─── Records for the task ───
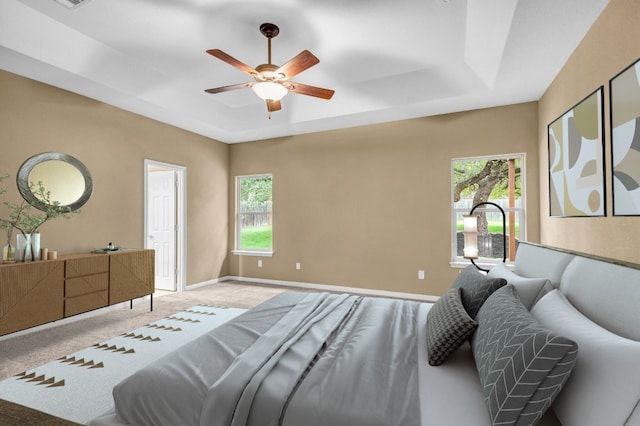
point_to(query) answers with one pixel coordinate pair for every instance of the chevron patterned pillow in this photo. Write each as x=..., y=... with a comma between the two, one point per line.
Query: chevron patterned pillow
x=448, y=327
x=476, y=288
x=522, y=365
───
-- What the task asks --
Render the records above as a Markdown table with the columns "No." and "Text", one row per line, omitting blank lines and leaving out the pictures.

-- Result --
| No. | Text |
|---|---|
| 1 | point_to(query) answers with one pixel coordinate pair for every instance of the chevron patterned pillow in this photo. Write each as x=..., y=... with a comma between the two, one point per line. |
| 2 | Query: chevron patterned pillow |
| 3 | x=448, y=327 |
| 4 | x=476, y=288 |
| 5 | x=522, y=365 |